* _Do this_:
Format every entry below as a numbered list, one line per item, and drop any blank lines.

═══ Provided records ═══

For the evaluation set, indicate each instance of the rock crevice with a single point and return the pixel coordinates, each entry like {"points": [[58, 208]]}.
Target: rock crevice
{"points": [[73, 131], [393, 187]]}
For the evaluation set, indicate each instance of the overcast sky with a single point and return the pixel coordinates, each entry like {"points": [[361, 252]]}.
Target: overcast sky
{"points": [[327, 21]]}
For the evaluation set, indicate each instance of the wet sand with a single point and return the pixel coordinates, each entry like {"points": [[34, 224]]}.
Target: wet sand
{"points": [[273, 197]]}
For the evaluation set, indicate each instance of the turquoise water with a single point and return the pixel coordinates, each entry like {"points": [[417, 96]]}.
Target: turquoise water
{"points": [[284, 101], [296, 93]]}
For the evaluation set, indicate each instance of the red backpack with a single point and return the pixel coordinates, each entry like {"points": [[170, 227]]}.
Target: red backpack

═══

* _Full solution_:
1. For the evaluation set, indicate each instance of the rock crevice with a single point and return the pixel coordinates, each entry like {"points": [[58, 208]]}.
2. Target: rock crevice
3. {"points": [[73, 131], [393, 187]]}
4. For the evaluation set, indicate each instance of the overcast sky with a single point and return the pixel coordinates, each entry like {"points": [[361, 252]]}.
5. Target: overcast sky
6. {"points": [[327, 21]]}
7. For the evaluation set, indicate each instance of the wet sand with a single point and return the pixel coordinates, each entry like {"points": [[34, 224]]}.
8. Target: wet sand
9. {"points": [[273, 197]]}
10. For the evaluation set, indicate each instance of the turquoise water with a single point and return the pixel coordinates, each entry like {"points": [[417, 96]]}.
11. Target: turquoise water
12. {"points": [[284, 101], [296, 93]]}
13. For the evaluation set, indicate each instance of the red backpack with a single point and return the pixel coordinates, each entry like {"points": [[170, 227]]}.
14. Target: red backpack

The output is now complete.